## WRITTEN TASK
Return every line of the records below that contains the word "point", copying each line in full.

begin PROVIDED INFORMATION

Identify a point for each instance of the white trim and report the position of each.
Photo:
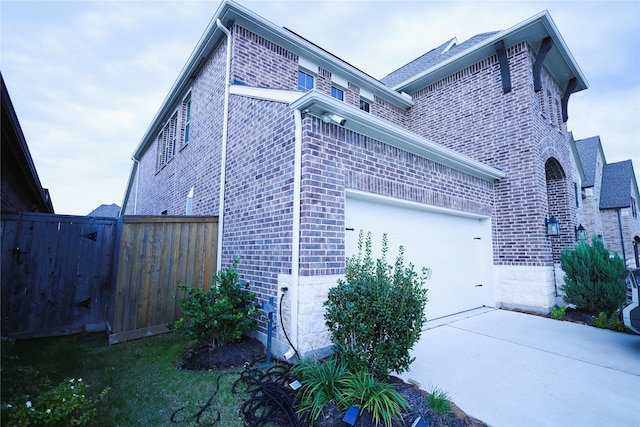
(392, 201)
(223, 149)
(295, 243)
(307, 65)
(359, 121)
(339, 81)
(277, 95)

end PROVIDED INFORMATION
begin PROVIDED INFORMATION

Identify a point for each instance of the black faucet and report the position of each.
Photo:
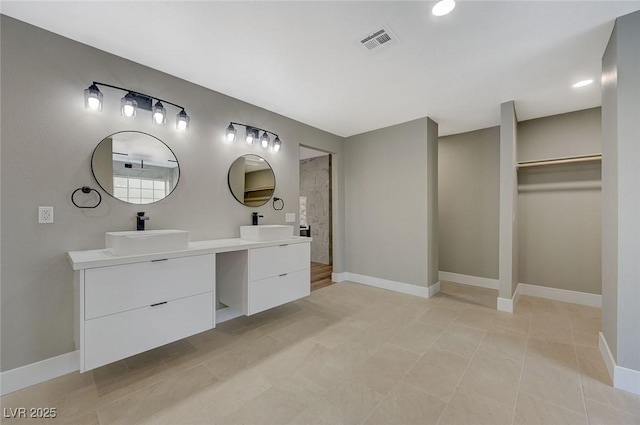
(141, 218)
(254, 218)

end PROVIDED INFORMATION

## SOLVED PROBLEM
Identify a point for each instance of the white trim and report the position of each.
Identify a point for each instance of the black faucet and report the position of each.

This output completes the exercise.